Data shown:

== == ==

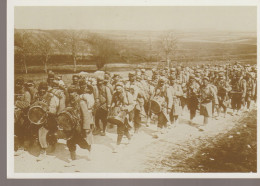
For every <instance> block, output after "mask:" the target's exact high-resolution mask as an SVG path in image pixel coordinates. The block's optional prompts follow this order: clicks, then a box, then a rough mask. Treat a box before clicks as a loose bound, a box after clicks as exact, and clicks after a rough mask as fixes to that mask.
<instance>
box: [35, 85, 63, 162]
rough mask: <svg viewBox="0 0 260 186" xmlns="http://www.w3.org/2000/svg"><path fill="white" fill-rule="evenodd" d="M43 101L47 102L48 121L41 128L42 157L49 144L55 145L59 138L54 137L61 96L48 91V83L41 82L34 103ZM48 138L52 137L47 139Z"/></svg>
mask: <svg viewBox="0 0 260 186" xmlns="http://www.w3.org/2000/svg"><path fill="white" fill-rule="evenodd" d="M36 102H42V103H45V104H46V107H47V109H46V112H47V116H48V118H47V121H46V122H45V123H44V124H43V126H42V127H41V128H40V129H39V132H38V133H39V135H38V138H39V142H40V145H41V147H42V149H41V154H40V157H39V158H40V159H42V158H44V157H45V155H46V148H47V147H48V144H49V145H51V146H53V147H55V144H56V142H57V140H56V139H55V138H54V137H53V136H54V133H55V132H56V130H57V123H56V114H57V112H58V108H59V98H58V97H56V96H55V95H54V94H52V93H51V92H49V91H48V84H47V83H45V82H41V83H40V84H39V86H38V92H37V93H36V95H35V99H34V101H33V103H36ZM47 138H48V139H50V140H48V141H47Z"/></svg>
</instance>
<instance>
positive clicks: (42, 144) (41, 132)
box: [38, 127, 49, 149]
mask: <svg viewBox="0 0 260 186" xmlns="http://www.w3.org/2000/svg"><path fill="white" fill-rule="evenodd" d="M48 132H49V131H48V130H47V129H46V128H44V127H41V128H40V129H39V133H38V134H39V142H40V145H41V147H42V148H44V149H46V148H47V147H48V143H47V133H48Z"/></svg>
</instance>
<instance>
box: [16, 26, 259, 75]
mask: <svg viewBox="0 0 260 186" xmlns="http://www.w3.org/2000/svg"><path fill="white" fill-rule="evenodd" d="M71 32H72V31H70V30H22V29H15V67H16V70H17V71H20V70H21V69H22V68H23V66H24V64H23V63H22V62H21V55H22V54H23V53H26V52H27V54H28V55H27V57H26V64H27V65H28V66H42V65H43V63H42V62H41V61H42V52H39V49H38V51H37V52H36V50H35V47H36V46H37V45H38V44H39V43H40V42H42V41H45V40H47V41H48V43H49V45H50V46H51V48H52V52H51V53H50V55H49V58H48V60H49V61H48V63H49V65H73V61H74V58H73V56H72V54H73V50H72V48H71V47H72V45H70V44H71V42H72V41H73V37H71V35H70V34H71ZM22 33H26V34H27V36H28V37H27V42H29V45H28V46H30V47H29V48H28V49H27V51H24V50H22V49H21V41H20V40H19V37H16V36H17V35H20V36H21V34H22ZM68 33H69V35H70V36H69V37H71V38H69V37H67V36H68ZM79 33H80V36H77V38H76V39H77V46H76V47H75V50H76V54H74V56H76V60H77V64H79V65H95V64H97V63H99V62H100V61H101V62H102V61H105V62H104V63H137V64H140V63H144V62H145V63H149V62H159V61H165V55H164V53H163V52H162V48H161V46H160V45H159V41H160V40H161V38H162V35H163V34H164V33H165V31H102V30H91V31H90V30H80V31H79ZM174 34H175V36H176V38H177V48H176V51H175V52H174V54H171V55H170V56H169V58H170V59H171V60H172V61H174V62H177V63H192V62H203V61H204V62H207V61H210V62H216V63H218V62H220V61H221V62H223V61H241V62H246V63H256V59H257V57H256V53H257V37H256V33H250V32H249V33H245V32H181V31H175V32H174ZM93 35H95V37H96V36H98V37H101V38H103V39H104V41H109V42H110V45H111V44H112V45H111V47H107V48H109V49H110V48H112V49H110V50H108V49H107V48H104V47H103V45H104V46H105V45H106V42H101V43H100V44H99V48H98V47H97V46H96V43H95V39H93ZM74 39H75V38H74ZM19 43H20V44H19ZM36 48H37V47H36ZM38 48H39V47H38ZM100 48H101V49H100ZM40 51H42V50H40ZM106 52H107V54H106V55H104V53H106ZM74 53H75V52H74ZM108 58H109V60H107V61H106V59H108Z"/></svg>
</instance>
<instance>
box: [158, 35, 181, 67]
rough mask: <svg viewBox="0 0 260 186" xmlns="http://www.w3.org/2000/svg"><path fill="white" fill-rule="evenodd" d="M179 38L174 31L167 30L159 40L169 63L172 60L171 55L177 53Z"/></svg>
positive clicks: (165, 58) (163, 53) (160, 44)
mask: <svg viewBox="0 0 260 186" xmlns="http://www.w3.org/2000/svg"><path fill="white" fill-rule="evenodd" d="M177 44H178V39H177V37H176V35H175V33H174V32H165V33H164V34H162V35H161V37H160V40H159V47H160V49H161V51H162V53H163V54H164V56H165V60H166V61H167V63H168V62H169V61H170V56H171V55H173V56H174V55H175V53H176V50H177Z"/></svg>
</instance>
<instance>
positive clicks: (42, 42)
mask: <svg viewBox="0 0 260 186" xmlns="http://www.w3.org/2000/svg"><path fill="white" fill-rule="evenodd" d="M52 42H53V41H51V39H50V38H49V37H48V36H47V35H46V34H43V35H40V36H39V37H38V41H37V53H38V54H39V55H40V56H41V57H42V62H43V64H44V71H45V73H47V72H48V62H49V59H50V57H51V55H52V54H53V46H52Z"/></svg>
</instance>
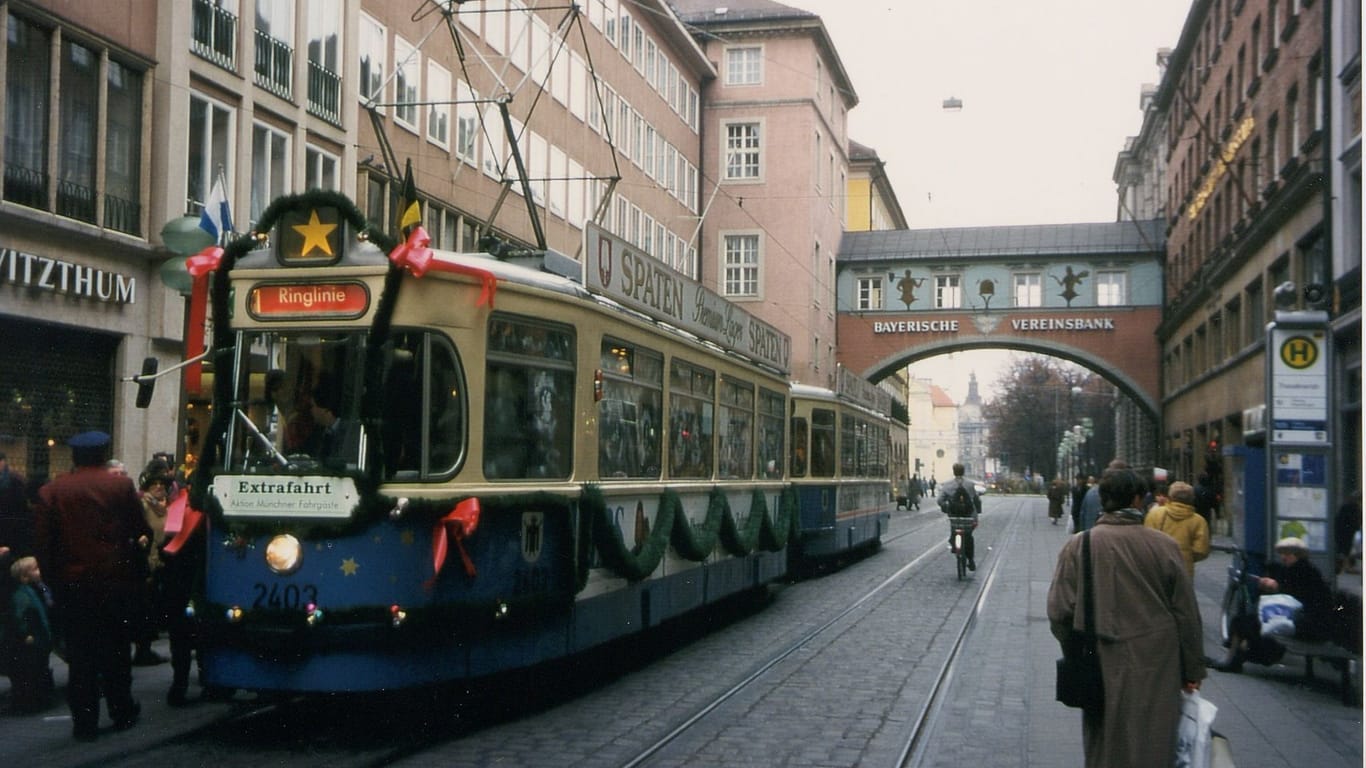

== == ==

Please put the entries above into a Markdown table with two columns, Row and Line, giving each line its own numbered row and skipping blank lines. Leave the pictures out of the answer.

Answer box:
| Row | Line |
|---|---|
| 1 | For every <instance> block, output after "mask:" the target's exact high-resolution mask as an SVG path in image pixel coordinates. The block's optional prompts follow this order: clicks, then a box, then a rough mask. Treat a box before clicks as a loose bound, a box after clicks as exact, and clicks after a rough mask as fixes to that mask. |
| 2 | <instance> |
| 3 | box: [35, 85, 63, 162] |
| 4 | rough mask: <svg viewBox="0 0 260 186" xmlns="http://www.w3.org/2000/svg"><path fill="white" fill-rule="evenodd" d="M43 101L47 102L48 121L41 128L42 157L49 144L55 145L59 138L54 137L61 96L48 91V83L41 82L34 103ZM48 138L52 137L47 139Z"/></svg> |
| 5 | mask: <svg viewBox="0 0 260 186" xmlns="http://www.w3.org/2000/svg"><path fill="white" fill-rule="evenodd" d="M36 102H42V103H45V104H46V107H47V109H46V112H47V116H48V118H47V121H46V122H45V123H44V124H43V126H42V127H41V128H40V129H39V132H38V133H39V135H38V138H39V142H40V145H41V147H42V149H41V154H40V157H39V158H40V159H42V158H44V157H45V155H46V148H47V147H48V144H49V145H51V146H53V147H55V144H56V142H57V140H56V139H55V138H54V137H53V136H54V133H55V132H56V130H57V123H56V114H57V112H58V108H59V98H58V97H56V96H55V95H54V94H52V93H51V92H49V91H48V84H47V83H45V82H41V83H40V84H39V86H38V92H37V93H36V95H35V99H34V101H33V103H36ZM47 138H48V139H50V140H48V141H47Z"/></svg> |
| 6 | </instance> |
| 7 | <instance> |
| 8 | positive clicks: (42, 144) (41, 132) |
| 9 | box: [38, 127, 49, 149] |
| 10 | mask: <svg viewBox="0 0 260 186" xmlns="http://www.w3.org/2000/svg"><path fill="white" fill-rule="evenodd" d="M48 132H49V131H48V130H47V129H46V128H44V127H41V128H40V129H39V133H38V134H39V142H40V145H41V147H42V148H44V149H46V148H47V147H48V143H47V133H48Z"/></svg> |
| 11 | </instance> |
| 12 | <instance> |
| 13 | box: [16, 26, 259, 75] |
| 14 | mask: <svg viewBox="0 0 260 186" xmlns="http://www.w3.org/2000/svg"><path fill="white" fill-rule="evenodd" d="M71 32H72V31H70V30H22V29H15V67H16V70H17V71H20V70H21V69H22V68H23V66H24V64H23V63H22V62H21V55H22V54H23V53H26V52H27V54H28V55H27V57H26V64H27V65H28V66H42V65H43V63H42V62H41V61H42V52H39V49H38V51H37V52H36V50H35V47H36V46H37V45H38V44H39V43H40V42H42V41H45V40H47V41H48V43H49V45H50V46H51V48H52V52H51V53H50V55H49V58H48V60H49V61H48V63H49V65H73V61H74V58H73V56H72V54H73V50H72V48H71V47H72V45H70V44H71V42H72V41H73V37H71V35H70V34H71ZM22 33H26V34H27V36H28V37H27V42H29V45H28V46H30V47H29V48H28V49H27V51H24V50H22V49H21V41H20V40H19V37H16V36H17V35H20V36H21V34H22ZM68 33H69V35H70V36H69V37H71V38H69V37H67V36H68ZM79 33H80V36H77V38H76V39H77V46H76V47H75V50H76V54H74V56H76V60H77V64H79V65H95V64H97V63H99V62H100V61H101V62H102V61H105V62H104V63H137V64H140V63H144V62H145V63H149V62H159V61H165V55H164V53H163V52H162V48H161V46H160V45H159V41H160V40H161V38H162V35H163V34H164V33H165V31H102V30H91V31H90V30H80V31H79ZM174 34H175V36H176V38H177V48H176V51H175V52H174V54H171V55H170V56H169V58H170V59H171V60H172V61H174V62H177V63H192V62H203V61H204V62H207V61H210V62H216V63H218V62H220V61H221V62H223V61H241V62H246V63H256V59H257V57H256V53H257V37H256V33H250V32H249V33H245V32H181V31H175V32H174ZM93 35H95V37H96V36H98V37H101V38H103V39H104V41H109V42H110V45H111V44H112V45H111V47H107V48H109V49H110V48H112V49H110V50H108V49H107V48H104V47H103V45H104V46H105V45H106V42H101V43H100V44H99V48H98V47H97V46H96V43H95V39H93ZM74 39H75V38H74ZM19 43H20V44H19ZM36 48H37V47H36ZM38 48H39V47H38ZM100 48H101V49H100ZM40 51H42V50H40ZM106 52H107V54H106V55H104V53H106ZM74 53H75V52H74ZM108 58H109V60H107V61H106V59H108Z"/></svg> |
| 15 | </instance> |
| 16 | <instance> |
| 17 | box: [158, 35, 181, 67] |
| 18 | rough mask: <svg viewBox="0 0 260 186" xmlns="http://www.w3.org/2000/svg"><path fill="white" fill-rule="evenodd" d="M179 38L174 31L167 30L159 40L169 63L172 60L171 55L177 53Z"/></svg> |
| 19 | positive clicks: (165, 58) (163, 53) (160, 44) |
| 20 | mask: <svg viewBox="0 0 260 186" xmlns="http://www.w3.org/2000/svg"><path fill="white" fill-rule="evenodd" d="M177 44H178V39H177V37H176V35H175V33H174V32H165V33H164V34H162V35H161V37H160V40H159V47H160V49H161V51H162V53H163V54H164V56H165V60H166V61H167V63H168V62H169V61H170V56H171V55H173V56H174V55H175V53H176V50H177Z"/></svg> |
| 21 | </instance> |
| 22 | <instance> |
| 23 | positive clicks: (42, 42) |
| 24 | mask: <svg viewBox="0 0 260 186" xmlns="http://www.w3.org/2000/svg"><path fill="white" fill-rule="evenodd" d="M52 42H53V41H51V39H50V38H49V37H48V36H47V35H46V34H43V35H40V36H39V37H38V41H37V53H38V54H39V55H40V56H41V57H42V62H43V64H44V71H45V73H47V72H48V62H49V59H50V57H51V55H52V54H53V46H52Z"/></svg> |
| 25 | </instance> |